GIVEN EXERCISE:
Only the lines from the one with "stainless steel microwave" onward are wanted, through the last line of the entries, set down exactly.

+ + + + + + +

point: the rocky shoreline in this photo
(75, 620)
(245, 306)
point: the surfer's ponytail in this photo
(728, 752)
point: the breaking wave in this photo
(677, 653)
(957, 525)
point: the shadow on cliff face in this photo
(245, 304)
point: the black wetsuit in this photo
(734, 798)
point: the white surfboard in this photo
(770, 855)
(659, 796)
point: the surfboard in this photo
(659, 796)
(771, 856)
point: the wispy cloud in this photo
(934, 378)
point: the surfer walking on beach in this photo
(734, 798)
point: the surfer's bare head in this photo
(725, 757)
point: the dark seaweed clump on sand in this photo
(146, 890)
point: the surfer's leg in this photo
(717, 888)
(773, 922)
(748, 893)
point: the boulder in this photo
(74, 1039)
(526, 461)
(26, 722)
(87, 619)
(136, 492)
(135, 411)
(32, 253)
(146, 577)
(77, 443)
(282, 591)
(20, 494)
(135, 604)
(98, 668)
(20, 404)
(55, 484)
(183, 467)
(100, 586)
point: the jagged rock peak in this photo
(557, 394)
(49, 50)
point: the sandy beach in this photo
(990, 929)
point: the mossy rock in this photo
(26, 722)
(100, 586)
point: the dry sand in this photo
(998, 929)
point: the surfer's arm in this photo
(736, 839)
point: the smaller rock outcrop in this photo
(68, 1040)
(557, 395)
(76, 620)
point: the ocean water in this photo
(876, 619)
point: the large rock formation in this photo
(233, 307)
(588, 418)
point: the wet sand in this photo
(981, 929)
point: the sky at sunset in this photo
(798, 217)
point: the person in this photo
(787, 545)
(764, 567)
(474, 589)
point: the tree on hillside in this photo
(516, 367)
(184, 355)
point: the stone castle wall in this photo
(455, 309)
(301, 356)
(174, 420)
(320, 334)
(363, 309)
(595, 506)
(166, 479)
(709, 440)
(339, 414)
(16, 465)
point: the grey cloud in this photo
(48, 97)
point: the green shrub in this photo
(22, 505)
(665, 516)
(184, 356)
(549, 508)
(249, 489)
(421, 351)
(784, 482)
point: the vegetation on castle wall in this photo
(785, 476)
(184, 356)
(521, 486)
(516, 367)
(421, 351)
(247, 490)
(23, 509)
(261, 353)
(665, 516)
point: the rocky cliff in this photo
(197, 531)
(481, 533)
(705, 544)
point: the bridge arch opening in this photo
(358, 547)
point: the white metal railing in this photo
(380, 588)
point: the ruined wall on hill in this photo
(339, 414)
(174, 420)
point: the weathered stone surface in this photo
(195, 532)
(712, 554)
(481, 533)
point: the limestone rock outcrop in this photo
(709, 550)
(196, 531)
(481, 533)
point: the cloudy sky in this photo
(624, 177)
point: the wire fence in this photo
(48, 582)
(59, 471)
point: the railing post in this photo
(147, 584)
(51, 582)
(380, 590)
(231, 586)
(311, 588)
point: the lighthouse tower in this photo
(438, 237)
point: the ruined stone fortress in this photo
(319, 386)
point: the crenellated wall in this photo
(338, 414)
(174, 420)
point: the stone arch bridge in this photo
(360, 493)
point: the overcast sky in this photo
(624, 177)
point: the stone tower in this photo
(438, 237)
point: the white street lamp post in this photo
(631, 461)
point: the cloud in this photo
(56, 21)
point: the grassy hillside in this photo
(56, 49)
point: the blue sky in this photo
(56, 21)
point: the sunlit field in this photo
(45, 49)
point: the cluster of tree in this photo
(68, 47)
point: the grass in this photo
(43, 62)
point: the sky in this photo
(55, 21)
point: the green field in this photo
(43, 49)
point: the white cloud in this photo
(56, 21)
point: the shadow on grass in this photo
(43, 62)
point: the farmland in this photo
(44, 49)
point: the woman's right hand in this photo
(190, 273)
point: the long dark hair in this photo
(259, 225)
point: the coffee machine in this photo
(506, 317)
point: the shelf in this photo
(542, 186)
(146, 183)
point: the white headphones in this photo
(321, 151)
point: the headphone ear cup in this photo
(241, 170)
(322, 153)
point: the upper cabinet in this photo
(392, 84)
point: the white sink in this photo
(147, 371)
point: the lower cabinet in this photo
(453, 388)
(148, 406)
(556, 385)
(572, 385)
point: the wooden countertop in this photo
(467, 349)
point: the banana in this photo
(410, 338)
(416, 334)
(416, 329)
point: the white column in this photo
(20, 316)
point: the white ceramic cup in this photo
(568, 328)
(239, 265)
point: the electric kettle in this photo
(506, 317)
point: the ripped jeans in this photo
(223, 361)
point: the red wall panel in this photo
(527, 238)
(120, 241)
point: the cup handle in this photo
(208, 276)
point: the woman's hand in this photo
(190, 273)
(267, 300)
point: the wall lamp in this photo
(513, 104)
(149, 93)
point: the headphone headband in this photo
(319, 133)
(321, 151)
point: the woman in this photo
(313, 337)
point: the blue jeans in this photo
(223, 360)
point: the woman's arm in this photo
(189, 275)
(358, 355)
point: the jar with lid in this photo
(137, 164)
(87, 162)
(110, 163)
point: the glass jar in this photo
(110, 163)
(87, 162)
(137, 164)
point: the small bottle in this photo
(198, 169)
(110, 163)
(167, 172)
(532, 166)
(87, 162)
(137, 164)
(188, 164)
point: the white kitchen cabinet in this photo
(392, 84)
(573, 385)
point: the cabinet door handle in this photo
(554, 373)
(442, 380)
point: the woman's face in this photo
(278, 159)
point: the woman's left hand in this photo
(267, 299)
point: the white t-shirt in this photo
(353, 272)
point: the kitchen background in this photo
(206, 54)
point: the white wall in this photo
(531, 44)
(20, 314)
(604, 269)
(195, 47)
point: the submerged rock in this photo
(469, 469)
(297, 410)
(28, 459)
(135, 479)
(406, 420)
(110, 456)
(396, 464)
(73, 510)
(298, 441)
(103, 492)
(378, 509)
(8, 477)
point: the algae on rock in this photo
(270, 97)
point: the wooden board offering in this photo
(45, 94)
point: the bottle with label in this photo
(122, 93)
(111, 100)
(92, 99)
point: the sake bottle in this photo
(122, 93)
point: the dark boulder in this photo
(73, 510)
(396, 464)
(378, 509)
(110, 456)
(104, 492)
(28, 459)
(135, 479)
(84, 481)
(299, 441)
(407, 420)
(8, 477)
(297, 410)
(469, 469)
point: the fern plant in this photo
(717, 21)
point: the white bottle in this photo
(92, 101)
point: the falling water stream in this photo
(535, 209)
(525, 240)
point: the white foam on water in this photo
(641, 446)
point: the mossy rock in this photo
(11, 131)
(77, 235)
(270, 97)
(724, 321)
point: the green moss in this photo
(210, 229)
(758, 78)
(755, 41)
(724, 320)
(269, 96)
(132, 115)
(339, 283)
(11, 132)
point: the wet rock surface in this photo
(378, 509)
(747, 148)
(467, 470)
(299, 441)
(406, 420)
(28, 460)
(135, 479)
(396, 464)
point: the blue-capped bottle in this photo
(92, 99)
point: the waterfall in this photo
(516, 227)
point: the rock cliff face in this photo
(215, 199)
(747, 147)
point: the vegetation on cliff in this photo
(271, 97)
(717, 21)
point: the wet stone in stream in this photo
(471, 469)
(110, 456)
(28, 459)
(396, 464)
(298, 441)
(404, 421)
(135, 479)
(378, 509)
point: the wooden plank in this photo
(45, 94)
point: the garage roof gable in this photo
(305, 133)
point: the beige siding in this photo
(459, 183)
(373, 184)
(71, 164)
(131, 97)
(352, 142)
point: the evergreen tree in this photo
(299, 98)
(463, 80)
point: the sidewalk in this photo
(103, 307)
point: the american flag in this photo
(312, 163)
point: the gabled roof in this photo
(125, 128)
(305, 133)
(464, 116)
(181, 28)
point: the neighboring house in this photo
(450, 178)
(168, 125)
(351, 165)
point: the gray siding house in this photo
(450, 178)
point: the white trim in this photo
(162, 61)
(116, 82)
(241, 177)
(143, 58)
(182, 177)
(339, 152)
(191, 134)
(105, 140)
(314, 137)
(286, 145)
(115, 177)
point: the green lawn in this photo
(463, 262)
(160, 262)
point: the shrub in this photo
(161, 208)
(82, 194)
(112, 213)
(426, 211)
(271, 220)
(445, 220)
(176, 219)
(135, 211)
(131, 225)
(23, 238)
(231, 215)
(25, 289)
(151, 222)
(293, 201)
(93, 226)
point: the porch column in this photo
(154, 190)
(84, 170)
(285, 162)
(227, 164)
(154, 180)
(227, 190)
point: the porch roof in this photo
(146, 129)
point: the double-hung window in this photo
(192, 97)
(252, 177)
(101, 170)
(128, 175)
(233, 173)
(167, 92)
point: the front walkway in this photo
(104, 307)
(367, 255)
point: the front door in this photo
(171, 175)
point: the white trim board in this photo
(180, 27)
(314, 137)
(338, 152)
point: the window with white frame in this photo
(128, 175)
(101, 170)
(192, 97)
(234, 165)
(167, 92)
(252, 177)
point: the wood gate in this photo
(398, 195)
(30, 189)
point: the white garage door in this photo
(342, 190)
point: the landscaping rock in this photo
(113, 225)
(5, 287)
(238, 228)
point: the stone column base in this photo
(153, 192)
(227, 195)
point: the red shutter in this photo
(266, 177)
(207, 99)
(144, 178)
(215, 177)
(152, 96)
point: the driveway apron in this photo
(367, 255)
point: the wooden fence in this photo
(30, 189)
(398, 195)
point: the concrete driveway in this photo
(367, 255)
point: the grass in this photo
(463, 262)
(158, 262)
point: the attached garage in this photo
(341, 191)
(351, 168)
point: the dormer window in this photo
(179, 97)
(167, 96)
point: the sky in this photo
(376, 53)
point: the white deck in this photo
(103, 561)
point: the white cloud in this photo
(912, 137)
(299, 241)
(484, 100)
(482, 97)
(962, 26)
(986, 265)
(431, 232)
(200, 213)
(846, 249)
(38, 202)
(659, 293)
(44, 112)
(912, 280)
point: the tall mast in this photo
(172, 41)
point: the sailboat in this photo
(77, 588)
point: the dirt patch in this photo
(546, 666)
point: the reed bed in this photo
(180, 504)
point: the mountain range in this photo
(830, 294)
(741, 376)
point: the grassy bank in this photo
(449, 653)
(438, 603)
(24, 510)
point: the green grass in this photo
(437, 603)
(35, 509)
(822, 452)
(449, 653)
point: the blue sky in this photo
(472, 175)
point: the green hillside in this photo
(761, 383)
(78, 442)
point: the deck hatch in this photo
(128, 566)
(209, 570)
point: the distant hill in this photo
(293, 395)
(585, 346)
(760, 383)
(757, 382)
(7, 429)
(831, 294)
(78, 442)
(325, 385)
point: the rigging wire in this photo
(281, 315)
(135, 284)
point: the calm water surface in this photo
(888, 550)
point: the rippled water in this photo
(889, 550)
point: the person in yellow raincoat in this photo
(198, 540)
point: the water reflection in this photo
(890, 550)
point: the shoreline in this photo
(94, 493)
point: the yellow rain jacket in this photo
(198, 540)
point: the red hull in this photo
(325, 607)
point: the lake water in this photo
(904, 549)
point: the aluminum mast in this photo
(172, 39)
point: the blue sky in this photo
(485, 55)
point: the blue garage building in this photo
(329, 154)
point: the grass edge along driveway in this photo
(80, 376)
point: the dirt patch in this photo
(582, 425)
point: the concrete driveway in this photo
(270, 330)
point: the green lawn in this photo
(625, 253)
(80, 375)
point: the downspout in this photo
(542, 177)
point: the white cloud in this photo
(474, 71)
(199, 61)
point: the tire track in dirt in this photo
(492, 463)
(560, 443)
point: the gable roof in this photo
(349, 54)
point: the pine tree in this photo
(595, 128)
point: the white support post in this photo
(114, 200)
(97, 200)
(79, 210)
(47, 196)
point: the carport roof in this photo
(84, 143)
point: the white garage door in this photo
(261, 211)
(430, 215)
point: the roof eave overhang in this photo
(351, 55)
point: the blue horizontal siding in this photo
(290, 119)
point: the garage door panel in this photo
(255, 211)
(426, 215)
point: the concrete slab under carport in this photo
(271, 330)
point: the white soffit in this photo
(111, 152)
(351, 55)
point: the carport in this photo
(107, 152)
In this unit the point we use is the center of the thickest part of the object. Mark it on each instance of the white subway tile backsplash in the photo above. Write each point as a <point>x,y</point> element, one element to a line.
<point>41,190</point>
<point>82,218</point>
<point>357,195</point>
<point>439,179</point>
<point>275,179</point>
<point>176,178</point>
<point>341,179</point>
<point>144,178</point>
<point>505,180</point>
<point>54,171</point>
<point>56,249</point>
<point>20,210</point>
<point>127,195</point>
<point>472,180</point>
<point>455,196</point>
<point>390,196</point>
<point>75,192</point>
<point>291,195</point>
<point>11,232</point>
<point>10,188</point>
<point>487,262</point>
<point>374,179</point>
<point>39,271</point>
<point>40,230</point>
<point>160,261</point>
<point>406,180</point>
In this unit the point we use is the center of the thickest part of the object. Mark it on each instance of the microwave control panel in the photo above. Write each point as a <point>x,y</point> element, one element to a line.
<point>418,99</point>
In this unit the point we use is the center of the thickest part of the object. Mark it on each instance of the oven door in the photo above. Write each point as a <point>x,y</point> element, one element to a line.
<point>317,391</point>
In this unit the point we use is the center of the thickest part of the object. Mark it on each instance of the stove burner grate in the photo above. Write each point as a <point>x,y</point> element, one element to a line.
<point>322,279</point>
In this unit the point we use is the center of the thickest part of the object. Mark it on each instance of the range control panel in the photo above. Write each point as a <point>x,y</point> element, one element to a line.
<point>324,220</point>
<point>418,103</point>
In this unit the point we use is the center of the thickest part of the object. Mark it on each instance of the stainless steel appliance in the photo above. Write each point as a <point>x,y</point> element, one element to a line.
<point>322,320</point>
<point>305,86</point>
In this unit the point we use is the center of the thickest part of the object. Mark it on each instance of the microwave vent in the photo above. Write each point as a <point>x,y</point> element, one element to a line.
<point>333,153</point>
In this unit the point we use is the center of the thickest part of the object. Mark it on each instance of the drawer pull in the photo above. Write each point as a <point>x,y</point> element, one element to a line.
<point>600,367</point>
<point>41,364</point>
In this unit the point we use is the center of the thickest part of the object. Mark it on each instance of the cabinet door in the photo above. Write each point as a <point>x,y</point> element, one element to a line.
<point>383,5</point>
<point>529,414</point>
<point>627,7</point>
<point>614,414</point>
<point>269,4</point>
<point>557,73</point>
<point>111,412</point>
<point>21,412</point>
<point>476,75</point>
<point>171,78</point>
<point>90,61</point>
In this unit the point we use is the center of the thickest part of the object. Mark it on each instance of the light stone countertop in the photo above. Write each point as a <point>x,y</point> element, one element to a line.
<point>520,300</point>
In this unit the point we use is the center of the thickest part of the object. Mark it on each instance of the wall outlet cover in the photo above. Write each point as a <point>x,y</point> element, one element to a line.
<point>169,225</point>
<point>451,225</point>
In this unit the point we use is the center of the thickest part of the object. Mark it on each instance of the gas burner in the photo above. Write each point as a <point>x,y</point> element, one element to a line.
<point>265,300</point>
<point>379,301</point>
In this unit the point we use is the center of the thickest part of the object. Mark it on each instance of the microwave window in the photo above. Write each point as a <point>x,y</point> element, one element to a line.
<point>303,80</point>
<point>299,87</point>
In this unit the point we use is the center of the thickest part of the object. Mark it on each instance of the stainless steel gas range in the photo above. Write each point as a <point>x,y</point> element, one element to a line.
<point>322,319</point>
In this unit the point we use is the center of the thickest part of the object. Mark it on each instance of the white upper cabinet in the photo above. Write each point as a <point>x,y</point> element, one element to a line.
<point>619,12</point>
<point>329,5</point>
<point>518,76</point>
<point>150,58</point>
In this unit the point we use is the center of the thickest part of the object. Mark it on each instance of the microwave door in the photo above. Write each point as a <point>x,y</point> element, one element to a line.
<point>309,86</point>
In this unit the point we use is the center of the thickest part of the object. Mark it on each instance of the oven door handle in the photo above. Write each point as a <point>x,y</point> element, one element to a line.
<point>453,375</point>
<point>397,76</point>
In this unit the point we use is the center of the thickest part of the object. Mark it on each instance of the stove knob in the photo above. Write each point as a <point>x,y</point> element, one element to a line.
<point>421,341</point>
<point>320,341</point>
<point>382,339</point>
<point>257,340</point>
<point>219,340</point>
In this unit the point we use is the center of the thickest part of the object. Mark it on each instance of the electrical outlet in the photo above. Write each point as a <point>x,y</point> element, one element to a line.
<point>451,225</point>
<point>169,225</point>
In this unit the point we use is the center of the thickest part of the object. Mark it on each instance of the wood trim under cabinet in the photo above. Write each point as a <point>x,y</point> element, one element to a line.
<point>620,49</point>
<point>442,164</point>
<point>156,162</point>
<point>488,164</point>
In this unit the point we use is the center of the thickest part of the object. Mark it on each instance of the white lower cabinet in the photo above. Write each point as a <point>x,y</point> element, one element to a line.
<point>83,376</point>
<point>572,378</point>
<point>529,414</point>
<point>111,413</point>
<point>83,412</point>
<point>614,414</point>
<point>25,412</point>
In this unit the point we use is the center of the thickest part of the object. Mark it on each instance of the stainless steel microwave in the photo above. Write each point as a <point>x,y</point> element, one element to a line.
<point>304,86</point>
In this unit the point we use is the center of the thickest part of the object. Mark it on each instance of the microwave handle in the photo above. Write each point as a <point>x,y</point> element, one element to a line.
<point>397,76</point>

+ + + + + + +

EXPECTED ANSWER:
In this unit the point we use is the center of the thickest part of the object. Mark it on each instance of the stainless steel microwave in the photo above. Write each point as a <point>x,y</point> element, one element to a line.
<point>304,86</point>
In this unit the point we use is the center of the thickest part of the object. Mark it on each instance of the microwave handle in the photo above. Write each point as a <point>x,y</point> element, one element to a line.
<point>397,76</point>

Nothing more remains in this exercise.